**EXERCISE AIM**
Please return every line in the following data that includes the string "below".

**EXTRACTED DATA**

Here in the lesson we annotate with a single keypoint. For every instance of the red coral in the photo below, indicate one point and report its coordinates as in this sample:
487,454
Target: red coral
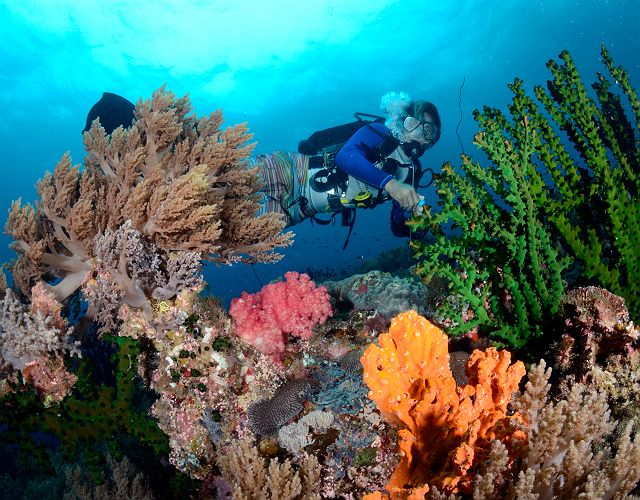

==

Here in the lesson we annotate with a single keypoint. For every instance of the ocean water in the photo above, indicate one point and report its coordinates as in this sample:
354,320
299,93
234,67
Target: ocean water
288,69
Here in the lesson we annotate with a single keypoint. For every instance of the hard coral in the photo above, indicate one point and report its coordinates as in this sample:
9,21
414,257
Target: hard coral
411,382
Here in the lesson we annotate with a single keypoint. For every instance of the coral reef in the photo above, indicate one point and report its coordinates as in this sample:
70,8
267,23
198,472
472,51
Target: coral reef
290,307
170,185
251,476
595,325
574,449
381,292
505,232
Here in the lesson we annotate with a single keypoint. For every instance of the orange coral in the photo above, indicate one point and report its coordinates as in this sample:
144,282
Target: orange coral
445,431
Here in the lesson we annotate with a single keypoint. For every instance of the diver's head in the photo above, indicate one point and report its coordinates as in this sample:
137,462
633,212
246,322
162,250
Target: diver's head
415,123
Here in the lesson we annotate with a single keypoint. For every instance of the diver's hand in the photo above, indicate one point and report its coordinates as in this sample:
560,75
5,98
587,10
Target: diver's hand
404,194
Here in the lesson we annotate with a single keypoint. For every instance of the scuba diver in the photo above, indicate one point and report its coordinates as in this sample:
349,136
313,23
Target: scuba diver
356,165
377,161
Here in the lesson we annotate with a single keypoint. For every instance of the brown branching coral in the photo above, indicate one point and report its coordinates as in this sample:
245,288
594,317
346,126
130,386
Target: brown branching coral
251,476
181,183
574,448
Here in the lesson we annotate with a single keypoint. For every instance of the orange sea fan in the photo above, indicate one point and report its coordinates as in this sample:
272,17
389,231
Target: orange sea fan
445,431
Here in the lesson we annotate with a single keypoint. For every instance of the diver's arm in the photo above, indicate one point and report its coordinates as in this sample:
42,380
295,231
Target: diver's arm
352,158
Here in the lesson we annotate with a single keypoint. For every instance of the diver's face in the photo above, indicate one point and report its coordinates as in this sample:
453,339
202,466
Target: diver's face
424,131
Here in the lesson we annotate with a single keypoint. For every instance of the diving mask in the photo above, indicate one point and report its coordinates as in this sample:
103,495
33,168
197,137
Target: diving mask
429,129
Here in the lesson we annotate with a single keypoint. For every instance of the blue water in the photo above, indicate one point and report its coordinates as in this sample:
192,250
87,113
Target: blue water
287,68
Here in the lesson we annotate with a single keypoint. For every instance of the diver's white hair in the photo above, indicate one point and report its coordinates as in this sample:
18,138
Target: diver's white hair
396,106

* * *

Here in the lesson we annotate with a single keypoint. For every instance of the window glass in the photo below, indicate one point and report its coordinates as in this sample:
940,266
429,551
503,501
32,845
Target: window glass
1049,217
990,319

**OUTPUT OF THE TASK**
Here in the lesson we annotate with a single keypoint. For every instance of the red coral in the photo below, indicate one point and report its coordinates as in this sample:
Here in the lesson we annotate with a single keypoint. For every instance of the window glass in the photo below, indicate one point and report its coordinates as in this sample:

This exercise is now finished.